■ SELECTED EXTRACT:
Clay: I've always joked around and said Pascal's Wager, which is basically you have more to gain from believing in God than not because it's like if you're right then awesome, but if you don't believe in God there's no loss. But at the same time it's just dismissed as juvenile because of all the different deities and various possibilities of organized religion and people just don't give it any credit. I really don't think about it honestly.

GASP: Do you guys have any Philosophy or Religion you follow?

Andy: I like Blake's theory that if you don't create your own vision of the Universe and the way things work then you're damned or doomed to follow some one else's. But you know I haven't completely figured out my theory of how the Universe works but I'm kind of working on it and I think that's what music helps you work on.

Gein: I don't think there's any meaning or purpose to anything. (everybody laughs) You get 80-85 years you know what I mean? There's no grand design or predestined thing I feel I have to do. Just do what I want to do.

GASP: As Jim Morrison said "I'm gonna have my fun before the whole shithouse goes up in flames". How about you Clay?

Clay: Basically it's your own personal philosophies dictate the way you behave and act in the world and it's your own personal responsibility not to be a douchebag, there you go, that's about as deep as I get. When I was a kid I went to a to a Baptist Church and the Sunday School teacher got there late and when she got there she said her car wouldn't start because it was the devil working through the cold elements to keep her from getting to church to teach us. And I was like "really?" (laughs)

GASP: From my perspective I was raised believing that if you didn't believe in Jesus and the bible you would go to hell and if you listened to Heavy Metal it was Satan leading you away from God and I just couldn't deal with that any more and ever since then I've been formulating my own ideas and abandoned Christianity, anyway, I'm just sharing my thoughts. (laughs) What was your inspiration to play your instruments?

Andy: Oh, I know that. When I was young, before I was five, I was really into Classical music, and I started playing piano when I was like five and I made my parents take me to symphony stuff, I was really into music. But when I was five the only thing I heard that wasn't Classical was my Dad's Folk records, and The Beatles, I liked, you know, I could sing along to Yellow Submarine. But I didn't understand electric guitar and the first time I got into that was when I heard Queen, because my Dad had given me a Queen record and was like "you might like this, it's got some Classical stuff on it" and I was like okay. And then I'm listening to it and I hear that electric guitar and it's orchestrated and I was like "whoa, what is that?" and the first time it really stood out for me. And after that I was bugging them to get me an electric guitar but i didn't get one until I was like 16 or 17. It was kind of messed up because I was forced to go to private school with the condition that when I was 13 they would buy me an electric guitar. So when I was 13 or 14 and they didn't buy me the guitar I was like, this is bullshit and I didn't go any more and then they finally bought it for me when I was like 17 I think. They were like "we got you that electric guitar now", but it was definitely Queen, Brian May. I mean I heard Metal later and I had a cousin who was really into Dio and I was into Def Leppard when I was young and when I heard Guns n Roses that was big, but Queen was the first one.

■ GIVEN INFORMATION:

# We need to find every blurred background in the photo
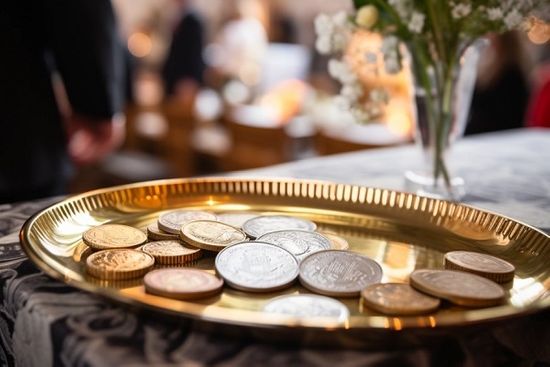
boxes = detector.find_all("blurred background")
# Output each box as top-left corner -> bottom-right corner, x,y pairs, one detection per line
66,0 -> 550,192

■ TO BE DONE:
Write a continuation of the interview about philosophy and musical inspiration, picking up after its last sentence. None of the data is needed for this.

■ ANSWER TO THIS EXERCISE:
Clay: Kinda the same goes for me, you just get started on music and you tend to like it more than other people and you start to hold music in a higher regard growing up more than some people do and you're getting your first turntable when you're three and stuff and you're asking for music because that's what you like hearing and you just go from there. But as far as first time wanting to play anything I can't even really think about it and the reason you want to play something is so you can actually be a part of what you are hearing because you knew that what they were doing was as good as anything you felt and if the closest you can get to it is playing the guitar then that's what you do. I'm a jack of all trades and a master of none, I can do a little bit of everything, I'm not a virtuoso, you know?

GASP: From my perspective you're damn close to that on the drums.

Clay: (snorts) Thanks (everybody laughs)

Clay: Well, it's just fun and that's the reason I got into it and that's why I got into recording. Like Nietzsche said "in music the passions enjoy themselves" and you just sit around being creative and there's far worse things you can be doing. So my parents just said "go for it".

GASP: So when did you get your first drum set?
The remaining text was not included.